EXERCISE TASK: Find every line in the material below that contains the word "jacket" and copy each of those lines in full. Matching is case-sensitive.

......

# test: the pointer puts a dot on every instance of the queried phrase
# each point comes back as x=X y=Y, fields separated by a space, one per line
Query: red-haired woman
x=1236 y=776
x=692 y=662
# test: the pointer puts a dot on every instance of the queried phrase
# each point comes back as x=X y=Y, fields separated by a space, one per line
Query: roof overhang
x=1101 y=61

......

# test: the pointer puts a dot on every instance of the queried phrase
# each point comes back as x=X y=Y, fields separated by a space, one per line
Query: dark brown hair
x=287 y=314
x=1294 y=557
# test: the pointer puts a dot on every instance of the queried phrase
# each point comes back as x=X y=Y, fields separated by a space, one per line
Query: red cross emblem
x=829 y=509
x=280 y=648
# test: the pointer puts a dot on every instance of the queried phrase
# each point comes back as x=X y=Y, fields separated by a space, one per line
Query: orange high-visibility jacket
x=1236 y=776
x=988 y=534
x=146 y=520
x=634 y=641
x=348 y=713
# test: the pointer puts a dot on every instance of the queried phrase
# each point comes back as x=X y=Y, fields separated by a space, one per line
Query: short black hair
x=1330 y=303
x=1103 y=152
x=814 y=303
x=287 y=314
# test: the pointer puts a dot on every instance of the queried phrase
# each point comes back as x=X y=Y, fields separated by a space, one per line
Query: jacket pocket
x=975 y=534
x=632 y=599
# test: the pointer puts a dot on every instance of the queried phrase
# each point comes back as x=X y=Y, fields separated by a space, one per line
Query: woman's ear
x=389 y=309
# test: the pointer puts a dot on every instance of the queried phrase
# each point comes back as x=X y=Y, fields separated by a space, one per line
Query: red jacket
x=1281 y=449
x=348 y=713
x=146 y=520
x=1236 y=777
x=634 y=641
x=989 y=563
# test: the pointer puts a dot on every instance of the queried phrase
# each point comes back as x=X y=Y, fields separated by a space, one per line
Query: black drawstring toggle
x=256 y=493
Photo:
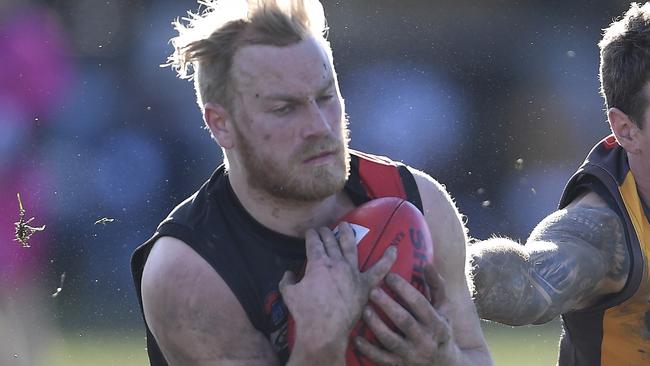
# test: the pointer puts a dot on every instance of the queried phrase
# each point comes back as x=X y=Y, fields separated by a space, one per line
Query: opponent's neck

......

OUTPUT FOR THIS EXERCISE:
Query: orange high-visibility jacket
Query: jacket pocket
Query: red jacket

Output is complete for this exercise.